Once the pictures are set aside, retype the remaining entries exactly.

* _PROVIDED RECORDS_
========================================

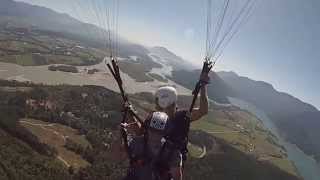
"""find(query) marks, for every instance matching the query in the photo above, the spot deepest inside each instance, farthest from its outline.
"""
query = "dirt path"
(204, 152)
(55, 132)
(65, 162)
(223, 132)
(44, 127)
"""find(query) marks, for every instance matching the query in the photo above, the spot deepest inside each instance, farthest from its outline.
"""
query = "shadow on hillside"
(233, 165)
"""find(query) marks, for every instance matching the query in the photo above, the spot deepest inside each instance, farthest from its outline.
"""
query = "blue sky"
(280, 44)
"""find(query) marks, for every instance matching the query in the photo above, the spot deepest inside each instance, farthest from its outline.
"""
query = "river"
(306, 166)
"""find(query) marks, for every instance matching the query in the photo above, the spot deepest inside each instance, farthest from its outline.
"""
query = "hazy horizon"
(277, 45)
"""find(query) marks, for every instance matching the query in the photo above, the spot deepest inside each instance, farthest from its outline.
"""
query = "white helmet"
(166, 96)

========================================

* _EXERCISE RESPONSE_
"""find(query) marks, for every instance matching the query in the photo above, the spot deepest inside each instance, farthest from its outline.
"""
query = "dirt path"
(204, 152)
(55, 132)
(65, 162)
(223, 132)
(44, 127)
"""find(query) marks, for every instance matching the query in the photo above, the spot deepest inside each instance, farthest from its outline.
"""
query = "shadow on hillside"
(233, 165)
"""find(query) marks, for every instance matching the query in the photo above, the spot deepest inside each instance, farthest from its outline.
"""
query = "blue sky"
(280, 44)
"""find(query) marks, for every instance matching the query in the photo above, the spot deepest inside each instance, farthest from its outline.
"""
query = "river"
(306, 166)
"""find(query) marks, for every instance matching the query in the photo above, the spot deepest inside each instance, farthest from its outline.
"""
query = "hazy horizon"
(277, 45)
"""find(query) marks, for every instance matching the query in the photo above, the spot deepest inside each instance, farthest from its outline.
"""
query = "white helmet"
(166, 96)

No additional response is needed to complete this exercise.